SHORT PROBLEM
Reproduce the GPS antenna thread word for word, beginning at "I would also" and stopping after "power/data cable bundle).".

SELECTED PASSAGE
============
# Help with GPS antenna



## Don 53 (Mar 15, 2010)

Have a lowrance LCX27C this spring it started alarm GPS moduel not responding did the trouble shooting most likely LGC3300 bad Unplug the T connector from the cable that connects to the back of the unit. Measure voltage on the end of that cable where it connects to the T. Measure ground (-) lead on Pin 3 and red positive (+) lead on Pin 2. 

I have 12 v at the t connector 
ordered a point 1 nmea2000 compatible still getting alarm gps moduel not responding any suggestions 
Thanks Don


----------



## Workdog (Jan 10, 2007)

So, you have checked for power to your NMEA 2000 network. You might want to do a software upgrade to the antenna, then the LCX27. Worked for me once.


----------



## Workdog (Jan 10, 2007)

I would also go through all your NMEA 2000 cables again. You say you have 12v power to the "unit." Is that the gps and the antenna? Are all your NMEA 2000 connections tight? Are the terminators still connected to the network? Do you only have 1(one) power node to the NMEA 2000 network (either a dedicated power node, or the NMEA 2000 power line in the gps power/data cable bundle).


----------



## Don 53 (Mar 15, 2010)

Having trouble with the software update using windows 8 download unzip can see the file on the card. But the unit does not see the information going to try again later with a new card is there a special Format? And i do have the 12 volts at the Tee connection just before the antenna it is a brand new antenna


----------



## Workdog (Jan 10, 2007)

Don 53 said:


> Having trouble with the software update using windows 8 download unzip can see the file on the card. But the unit does not see the information going to try again later with a new card is there a special Format? And i do have the 12 volts at the Tee connection just before the antenna it is a brand new antenna


With an LCX 27, you will need to download the update file onto a card less than a half Gb of memory. LCX's are sensitive to the size card you use.


----------



## Don 53 (Mar 15, 2010)

Workdog 

Thank You for your help got the software updated but still have the same issue . Will check all the connections again


----------
============
STORED DATA
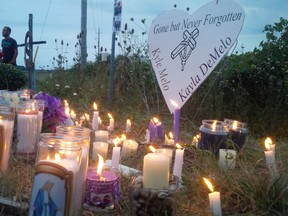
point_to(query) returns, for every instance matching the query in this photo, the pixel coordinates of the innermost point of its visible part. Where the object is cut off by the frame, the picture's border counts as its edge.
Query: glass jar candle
============
RESULT OF THE TASK
I would also go through all your NMEA 2000 cables again. You say you have 12v power to the "unit." Is that the gps and the antenna? Are all your NMEA 2000 connections tight? Are the terminators still connected to the network? Do you only have 1(one) power node to the NMEA 2000 network (either a dedicated power node, or the NMEA 2000 power line in the gps power/data cable bundle).